— Start Data provided —

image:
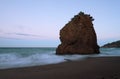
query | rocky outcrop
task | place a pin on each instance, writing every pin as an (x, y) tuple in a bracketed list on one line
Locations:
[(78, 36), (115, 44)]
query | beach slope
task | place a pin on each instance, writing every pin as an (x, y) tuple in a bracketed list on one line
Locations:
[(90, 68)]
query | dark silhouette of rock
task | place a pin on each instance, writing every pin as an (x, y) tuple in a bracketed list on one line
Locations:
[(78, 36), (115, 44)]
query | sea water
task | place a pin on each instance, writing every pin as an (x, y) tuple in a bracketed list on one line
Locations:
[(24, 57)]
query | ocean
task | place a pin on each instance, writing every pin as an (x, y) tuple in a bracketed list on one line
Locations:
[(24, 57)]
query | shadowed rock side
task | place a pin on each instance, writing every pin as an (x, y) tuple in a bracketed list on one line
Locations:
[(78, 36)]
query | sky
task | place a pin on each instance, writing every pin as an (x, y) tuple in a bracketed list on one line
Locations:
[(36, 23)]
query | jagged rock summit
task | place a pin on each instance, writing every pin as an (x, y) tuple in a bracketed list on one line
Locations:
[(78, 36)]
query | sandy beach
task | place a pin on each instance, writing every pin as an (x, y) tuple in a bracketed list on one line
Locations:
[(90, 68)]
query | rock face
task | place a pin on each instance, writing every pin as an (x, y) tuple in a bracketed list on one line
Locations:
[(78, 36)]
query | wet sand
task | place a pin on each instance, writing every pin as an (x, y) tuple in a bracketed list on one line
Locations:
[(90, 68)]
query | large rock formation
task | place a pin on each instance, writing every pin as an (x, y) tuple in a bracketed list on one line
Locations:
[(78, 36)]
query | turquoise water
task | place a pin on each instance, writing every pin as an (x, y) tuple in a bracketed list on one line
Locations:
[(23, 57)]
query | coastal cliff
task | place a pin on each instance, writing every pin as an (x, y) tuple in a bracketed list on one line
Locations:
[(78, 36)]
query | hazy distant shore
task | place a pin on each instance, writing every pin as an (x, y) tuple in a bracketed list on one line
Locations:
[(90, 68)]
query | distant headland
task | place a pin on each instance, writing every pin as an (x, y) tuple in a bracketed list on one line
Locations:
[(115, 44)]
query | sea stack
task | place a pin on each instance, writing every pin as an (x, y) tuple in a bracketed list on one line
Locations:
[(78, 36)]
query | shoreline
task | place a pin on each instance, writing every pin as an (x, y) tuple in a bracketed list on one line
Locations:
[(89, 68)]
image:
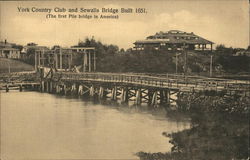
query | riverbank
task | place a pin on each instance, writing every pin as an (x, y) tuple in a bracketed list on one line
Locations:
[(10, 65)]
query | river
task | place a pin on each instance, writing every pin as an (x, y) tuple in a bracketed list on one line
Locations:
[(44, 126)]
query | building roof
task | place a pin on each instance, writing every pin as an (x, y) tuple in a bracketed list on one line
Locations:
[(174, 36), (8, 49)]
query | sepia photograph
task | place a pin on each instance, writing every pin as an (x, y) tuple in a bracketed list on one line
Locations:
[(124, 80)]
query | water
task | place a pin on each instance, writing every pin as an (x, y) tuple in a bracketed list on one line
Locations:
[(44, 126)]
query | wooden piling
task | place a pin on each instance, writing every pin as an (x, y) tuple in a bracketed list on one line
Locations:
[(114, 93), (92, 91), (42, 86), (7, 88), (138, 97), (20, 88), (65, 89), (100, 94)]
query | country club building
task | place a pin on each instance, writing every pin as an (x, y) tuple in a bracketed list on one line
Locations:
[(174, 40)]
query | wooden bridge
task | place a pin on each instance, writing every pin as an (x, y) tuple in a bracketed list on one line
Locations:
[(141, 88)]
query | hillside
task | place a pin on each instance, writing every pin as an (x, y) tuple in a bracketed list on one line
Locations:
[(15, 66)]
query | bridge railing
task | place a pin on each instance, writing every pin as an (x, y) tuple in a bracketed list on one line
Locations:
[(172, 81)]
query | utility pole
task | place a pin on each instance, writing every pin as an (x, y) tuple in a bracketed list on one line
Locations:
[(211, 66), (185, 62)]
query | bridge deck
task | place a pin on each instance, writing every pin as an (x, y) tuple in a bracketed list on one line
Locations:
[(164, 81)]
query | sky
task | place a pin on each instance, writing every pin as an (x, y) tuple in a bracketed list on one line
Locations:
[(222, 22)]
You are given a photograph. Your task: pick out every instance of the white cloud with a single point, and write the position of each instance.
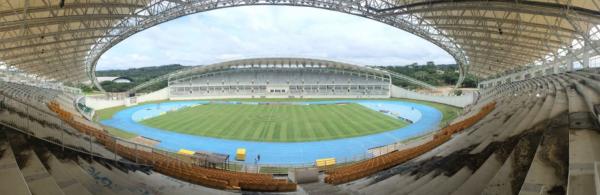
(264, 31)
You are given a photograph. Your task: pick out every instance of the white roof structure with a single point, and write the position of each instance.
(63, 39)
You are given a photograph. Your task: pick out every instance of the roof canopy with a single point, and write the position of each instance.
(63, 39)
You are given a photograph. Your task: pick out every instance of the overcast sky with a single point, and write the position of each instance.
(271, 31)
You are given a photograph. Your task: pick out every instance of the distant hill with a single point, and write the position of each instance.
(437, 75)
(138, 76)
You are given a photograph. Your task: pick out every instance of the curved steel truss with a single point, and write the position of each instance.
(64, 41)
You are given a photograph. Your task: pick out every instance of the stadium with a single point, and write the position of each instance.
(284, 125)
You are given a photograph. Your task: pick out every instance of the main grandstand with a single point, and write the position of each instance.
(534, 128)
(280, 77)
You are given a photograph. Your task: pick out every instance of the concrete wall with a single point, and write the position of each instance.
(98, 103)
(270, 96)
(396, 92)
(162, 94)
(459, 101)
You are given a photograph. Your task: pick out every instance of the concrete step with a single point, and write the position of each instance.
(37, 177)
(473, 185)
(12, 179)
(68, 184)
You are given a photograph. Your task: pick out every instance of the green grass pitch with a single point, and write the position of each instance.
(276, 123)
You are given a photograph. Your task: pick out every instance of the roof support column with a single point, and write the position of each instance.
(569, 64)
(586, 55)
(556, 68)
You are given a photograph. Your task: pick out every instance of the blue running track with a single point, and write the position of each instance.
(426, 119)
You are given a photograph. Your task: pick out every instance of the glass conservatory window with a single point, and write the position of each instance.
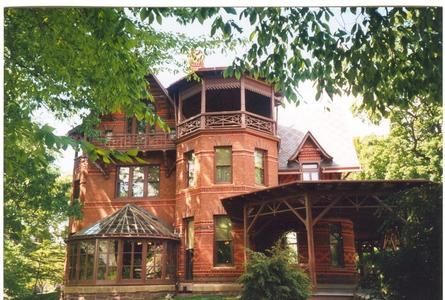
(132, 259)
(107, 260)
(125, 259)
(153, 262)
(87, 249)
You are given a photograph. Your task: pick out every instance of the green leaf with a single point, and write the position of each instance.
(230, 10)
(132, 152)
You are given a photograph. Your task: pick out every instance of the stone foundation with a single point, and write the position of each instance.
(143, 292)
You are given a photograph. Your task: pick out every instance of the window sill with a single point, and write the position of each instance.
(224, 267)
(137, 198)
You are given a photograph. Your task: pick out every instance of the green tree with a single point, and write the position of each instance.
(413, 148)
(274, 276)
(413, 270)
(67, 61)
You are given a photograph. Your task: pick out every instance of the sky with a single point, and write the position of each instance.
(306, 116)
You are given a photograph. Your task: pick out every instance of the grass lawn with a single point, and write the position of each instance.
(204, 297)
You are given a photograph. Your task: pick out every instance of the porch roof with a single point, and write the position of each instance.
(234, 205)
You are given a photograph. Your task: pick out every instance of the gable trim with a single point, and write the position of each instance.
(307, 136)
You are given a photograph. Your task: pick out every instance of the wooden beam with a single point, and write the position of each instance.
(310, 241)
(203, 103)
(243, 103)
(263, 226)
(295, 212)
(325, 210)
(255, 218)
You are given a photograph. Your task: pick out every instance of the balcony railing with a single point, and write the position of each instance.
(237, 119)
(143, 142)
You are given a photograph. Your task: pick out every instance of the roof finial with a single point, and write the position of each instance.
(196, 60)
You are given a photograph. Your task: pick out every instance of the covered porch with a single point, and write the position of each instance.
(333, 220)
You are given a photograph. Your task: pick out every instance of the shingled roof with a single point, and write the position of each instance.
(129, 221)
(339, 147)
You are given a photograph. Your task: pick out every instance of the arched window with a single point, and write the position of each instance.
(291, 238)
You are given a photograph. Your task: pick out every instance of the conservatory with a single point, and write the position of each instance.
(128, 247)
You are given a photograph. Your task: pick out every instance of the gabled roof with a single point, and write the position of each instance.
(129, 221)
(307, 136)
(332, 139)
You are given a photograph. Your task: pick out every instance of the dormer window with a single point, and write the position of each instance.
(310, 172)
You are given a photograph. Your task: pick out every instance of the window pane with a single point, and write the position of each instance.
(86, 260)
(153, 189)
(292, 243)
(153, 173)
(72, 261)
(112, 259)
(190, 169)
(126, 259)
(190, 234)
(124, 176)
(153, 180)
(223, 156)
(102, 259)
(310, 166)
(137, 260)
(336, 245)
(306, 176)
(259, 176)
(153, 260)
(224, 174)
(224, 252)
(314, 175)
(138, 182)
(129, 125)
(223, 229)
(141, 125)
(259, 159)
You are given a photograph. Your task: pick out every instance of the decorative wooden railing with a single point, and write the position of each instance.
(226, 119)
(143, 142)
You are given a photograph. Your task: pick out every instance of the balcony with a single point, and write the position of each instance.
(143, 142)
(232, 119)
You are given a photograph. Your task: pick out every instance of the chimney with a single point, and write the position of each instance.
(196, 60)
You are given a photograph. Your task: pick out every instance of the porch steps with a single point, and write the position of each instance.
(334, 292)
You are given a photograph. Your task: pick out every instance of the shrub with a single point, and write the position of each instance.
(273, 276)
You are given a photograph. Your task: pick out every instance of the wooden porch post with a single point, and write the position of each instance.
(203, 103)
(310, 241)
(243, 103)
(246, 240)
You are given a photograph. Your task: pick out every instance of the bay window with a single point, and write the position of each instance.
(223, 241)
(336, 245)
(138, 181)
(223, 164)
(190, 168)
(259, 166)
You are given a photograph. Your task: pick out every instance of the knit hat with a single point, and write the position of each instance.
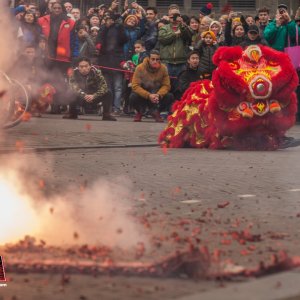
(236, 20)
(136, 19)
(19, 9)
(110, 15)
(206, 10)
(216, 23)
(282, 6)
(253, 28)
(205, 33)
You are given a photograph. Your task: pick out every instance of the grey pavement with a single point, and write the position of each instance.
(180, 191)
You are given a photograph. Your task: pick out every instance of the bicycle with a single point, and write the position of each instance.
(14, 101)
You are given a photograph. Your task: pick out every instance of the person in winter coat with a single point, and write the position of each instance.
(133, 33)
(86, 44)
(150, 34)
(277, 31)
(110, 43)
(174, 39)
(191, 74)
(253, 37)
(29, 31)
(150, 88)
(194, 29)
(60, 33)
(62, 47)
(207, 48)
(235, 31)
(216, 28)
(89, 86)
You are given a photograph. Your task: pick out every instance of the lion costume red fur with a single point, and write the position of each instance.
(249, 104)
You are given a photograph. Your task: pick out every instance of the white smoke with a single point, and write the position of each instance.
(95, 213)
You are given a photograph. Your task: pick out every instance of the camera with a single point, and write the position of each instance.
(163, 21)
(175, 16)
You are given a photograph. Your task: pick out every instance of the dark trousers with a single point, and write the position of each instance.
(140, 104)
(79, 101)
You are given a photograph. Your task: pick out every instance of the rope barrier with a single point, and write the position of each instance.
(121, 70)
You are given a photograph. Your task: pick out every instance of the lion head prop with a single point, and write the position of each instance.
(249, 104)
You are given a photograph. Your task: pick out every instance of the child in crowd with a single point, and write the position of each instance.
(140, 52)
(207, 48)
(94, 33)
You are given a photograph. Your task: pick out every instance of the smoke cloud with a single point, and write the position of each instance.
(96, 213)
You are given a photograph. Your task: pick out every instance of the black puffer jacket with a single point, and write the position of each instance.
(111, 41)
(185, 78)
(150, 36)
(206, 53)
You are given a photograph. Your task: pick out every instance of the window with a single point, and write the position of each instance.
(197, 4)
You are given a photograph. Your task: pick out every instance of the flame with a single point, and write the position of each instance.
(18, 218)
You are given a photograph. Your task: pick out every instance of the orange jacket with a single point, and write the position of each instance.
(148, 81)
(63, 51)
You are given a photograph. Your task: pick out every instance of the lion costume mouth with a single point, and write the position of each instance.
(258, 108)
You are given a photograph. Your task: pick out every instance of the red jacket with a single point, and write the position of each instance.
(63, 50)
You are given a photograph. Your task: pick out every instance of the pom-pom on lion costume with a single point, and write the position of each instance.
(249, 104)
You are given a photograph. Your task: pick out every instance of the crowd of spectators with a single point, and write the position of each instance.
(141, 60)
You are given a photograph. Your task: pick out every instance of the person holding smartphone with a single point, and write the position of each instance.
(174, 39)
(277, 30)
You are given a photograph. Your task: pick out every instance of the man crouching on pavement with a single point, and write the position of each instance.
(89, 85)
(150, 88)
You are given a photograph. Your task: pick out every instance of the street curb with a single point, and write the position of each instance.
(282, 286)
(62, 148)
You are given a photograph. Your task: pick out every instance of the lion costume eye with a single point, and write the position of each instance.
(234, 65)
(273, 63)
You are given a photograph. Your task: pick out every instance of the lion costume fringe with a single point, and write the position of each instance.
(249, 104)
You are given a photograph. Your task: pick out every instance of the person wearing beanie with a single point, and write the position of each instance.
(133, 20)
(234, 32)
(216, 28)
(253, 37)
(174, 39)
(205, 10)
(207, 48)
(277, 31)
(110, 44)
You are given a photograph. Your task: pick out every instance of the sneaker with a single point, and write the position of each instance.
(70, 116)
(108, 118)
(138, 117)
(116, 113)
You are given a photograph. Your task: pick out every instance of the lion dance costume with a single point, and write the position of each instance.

— End Data provided —

• _Problem details_
Shift every point coordinate in the answers by adding 118 to each number, and reproduce the listing from the line containing "query | distant headland" through the line containing "[(115, 44)]", requests included. Give only those lines.

• _Solution to the exercise_
query | distant headland
task | place a pin on each instance, writing every pin as an (x, y) tuple in a bracketed list on one line
Locations:
[(233, 162)]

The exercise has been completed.